Task objective => In two sentences, summarize the passage below about the Planchon-Darboux algorithm.

Well, one way to address this is by tinkering with the Planchon-Darboux algorithm itself. As I just said, it applies a steady increment to its surfaces. What if we make that increment unsteady, so that it's a random amount (within reason) for each cell where it's done? We can't allow it to get too high, or the whole map will be covered in towering plateaux, but a little variation might help. So I tried making a noise array to modulate e throughout the function, and ran it again:



This is an improvement. That nice long river on the northern continent has disappeared - no doubt its flow got somehow diverted in the shake-up, but that's not important. In general, these rivers look wigglier and curvier than the ones we had before.

Data extract =>
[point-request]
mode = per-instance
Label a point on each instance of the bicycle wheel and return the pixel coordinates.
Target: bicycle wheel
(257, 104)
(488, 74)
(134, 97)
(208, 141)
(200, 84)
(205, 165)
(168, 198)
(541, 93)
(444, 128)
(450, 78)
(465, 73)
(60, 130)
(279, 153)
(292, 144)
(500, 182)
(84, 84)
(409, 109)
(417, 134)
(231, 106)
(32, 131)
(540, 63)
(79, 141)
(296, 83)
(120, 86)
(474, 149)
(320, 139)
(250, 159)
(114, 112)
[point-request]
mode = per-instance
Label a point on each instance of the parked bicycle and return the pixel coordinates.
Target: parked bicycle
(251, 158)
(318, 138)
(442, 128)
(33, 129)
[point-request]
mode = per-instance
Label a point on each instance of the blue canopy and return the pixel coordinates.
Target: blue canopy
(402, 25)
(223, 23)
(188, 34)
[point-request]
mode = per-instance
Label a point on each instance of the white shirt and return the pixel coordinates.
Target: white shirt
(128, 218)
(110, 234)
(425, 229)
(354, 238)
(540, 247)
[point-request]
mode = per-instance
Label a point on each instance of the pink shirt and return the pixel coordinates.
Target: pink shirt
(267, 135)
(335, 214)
---
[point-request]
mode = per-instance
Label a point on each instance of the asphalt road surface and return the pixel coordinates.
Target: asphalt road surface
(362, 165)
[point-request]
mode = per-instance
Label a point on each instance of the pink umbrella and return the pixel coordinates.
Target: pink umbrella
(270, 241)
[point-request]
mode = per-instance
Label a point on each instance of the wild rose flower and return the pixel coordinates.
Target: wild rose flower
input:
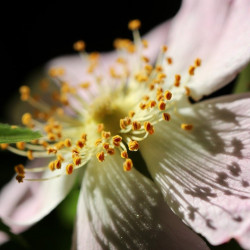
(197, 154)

Solution for this problem => The writer proposes changing the Planchon-Darboux algorithm so that its steady increment to surfaces becomes a random amount for each cell, kept small enough to avoid covering the map in towering plateaux, and tests this by using a noise array to modulate e. The result is judged an improvement: a long river on the northern continent disappears, and the rivers look wigglier and curvier than before.